Your instructions: Copy the records that follow exactly, leaving nothing out.

Dataset records:
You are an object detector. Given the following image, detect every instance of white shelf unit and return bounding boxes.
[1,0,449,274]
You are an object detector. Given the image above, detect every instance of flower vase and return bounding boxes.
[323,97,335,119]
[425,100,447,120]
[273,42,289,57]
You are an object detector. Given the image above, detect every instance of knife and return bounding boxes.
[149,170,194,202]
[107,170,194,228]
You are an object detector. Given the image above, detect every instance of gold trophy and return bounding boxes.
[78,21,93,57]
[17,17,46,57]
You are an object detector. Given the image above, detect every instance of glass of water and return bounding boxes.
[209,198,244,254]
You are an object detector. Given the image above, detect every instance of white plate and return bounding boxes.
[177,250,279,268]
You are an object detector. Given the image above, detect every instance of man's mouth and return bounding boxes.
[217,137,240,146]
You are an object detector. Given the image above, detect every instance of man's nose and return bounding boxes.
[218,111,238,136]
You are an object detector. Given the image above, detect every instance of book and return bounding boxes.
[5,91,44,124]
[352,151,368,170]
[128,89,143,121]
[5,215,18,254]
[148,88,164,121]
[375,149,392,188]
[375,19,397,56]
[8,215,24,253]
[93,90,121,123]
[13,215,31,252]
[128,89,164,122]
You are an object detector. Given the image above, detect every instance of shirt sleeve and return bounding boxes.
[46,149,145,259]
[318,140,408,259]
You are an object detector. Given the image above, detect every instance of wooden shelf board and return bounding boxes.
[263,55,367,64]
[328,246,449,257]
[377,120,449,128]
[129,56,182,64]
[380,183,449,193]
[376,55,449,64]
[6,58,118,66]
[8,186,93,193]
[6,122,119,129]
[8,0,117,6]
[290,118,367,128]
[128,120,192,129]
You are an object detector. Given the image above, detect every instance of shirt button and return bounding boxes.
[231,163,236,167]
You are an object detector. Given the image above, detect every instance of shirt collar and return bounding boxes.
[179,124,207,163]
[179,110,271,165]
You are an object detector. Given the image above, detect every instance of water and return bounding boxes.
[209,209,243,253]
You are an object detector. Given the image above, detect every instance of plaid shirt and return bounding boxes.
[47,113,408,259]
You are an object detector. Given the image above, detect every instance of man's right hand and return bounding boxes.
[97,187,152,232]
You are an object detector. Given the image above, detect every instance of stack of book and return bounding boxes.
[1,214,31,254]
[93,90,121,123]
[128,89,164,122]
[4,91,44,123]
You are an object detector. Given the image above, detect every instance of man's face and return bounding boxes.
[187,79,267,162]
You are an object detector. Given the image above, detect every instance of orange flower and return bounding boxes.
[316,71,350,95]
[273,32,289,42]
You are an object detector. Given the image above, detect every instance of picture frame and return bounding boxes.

Answer below:
You are an object detector. Given the following image, detect every instance of white shelf unit and return bounding boxes.
[1,0,449,274]
You are an object detector. Given the image above, detect every instance of flower vase and return bounding boxes.
[323,97,335,119]
[425,100,447,120]
[273,42,289,57]
You are an object detector. Given the image above, detect every instance of knife and return bounding boxes.
[149,170,194,202]
[107,170,194,228]
You are an object detector. Given the image above, detect every instance of gold trophy and return bounding boxes.
[78,21,93,57]
[17,17,46,57]
You are an object detector. Given the image above, detect every instance of glass of water and return bounding boxes.
[209,198,244,254]
You are an object detector. Given the image above, detect every instance of white plate and return bounding boxes.
[177,250,279,268]
You are an object detector. Given the image above, detect every instance of man's mouth and return bounding boxes.
[217,137,240,146]
You are an object detector. Given the image above, detect every instance of man's nose and return bounding boxes.
[218,111,238,136]
You are an object detector. Given the image above, detect every instance of book and return bounding boxes.
[5,91,44,124]
[352,151,368,170]
[128,89,143,121]
[5,215,18,254]
[148,88,164,121]
[375,149,392,188]
[375,19,397,56]
[8,215,24,253]
[93,90,121,123]
[13,215,31,252]
[128,89,164,122]
You are an object detector. Given the image above, detect every instance of shirt sleeve and return bounding boxes.
[46,149,145,259]
[318,140,408,259]
You are an object detector. Given the image above, detect every instance of wooden shelf board and return bounding boxes.
[263,55,367,64]
[328,246,449,257]
[377,120,449,128]
[129,56,182,64]
[380,183,449,193]
[376,55,449,64]
[6,58,118,66]
[8,186,93,193]
[6,122,119,129]
[8,0,117,6]
[290,118,367,128]
[128,120,192,129]
You are an object detector. Given the image above, detect every instance of shirt button and return bounding boxes.
[231,163,236,167]
You are an object detector. Given the image above, detect every instance of shirt collar and return bounding boxes.
[179,124,207,163]
[179,110,271,165]
You are an object detector. Given the image above, detect every instance of water and return bounding boxes.
[209,209,243,253]
You are an object detector. Given the image above, detect every instance of plaid shirt and return bounding boxes.
[47,113,408,259]
You are an object detector. Given the image above, detect every instance of man's right hand and return bounding boxes.
[97,187,152,232]
You are an object detector. Given the image above, detect every instance of stack of book and return bounding boxes.
[1,214,31,254]
[93,90,121,123]
[128,89,164,122]
[4,91,44,123]
You are an object detector. Given the image above, detect every instance of man's face and return bounding boxes.
[187,79,267,162]
You are an object detector. Given the image above, detect every instance of orange flower and return bounding boxes.
[316,71,350,95]
[273,32,289,42]
You are an object detector. Given the image above, detect every instance of picture frame and return bounding boxes.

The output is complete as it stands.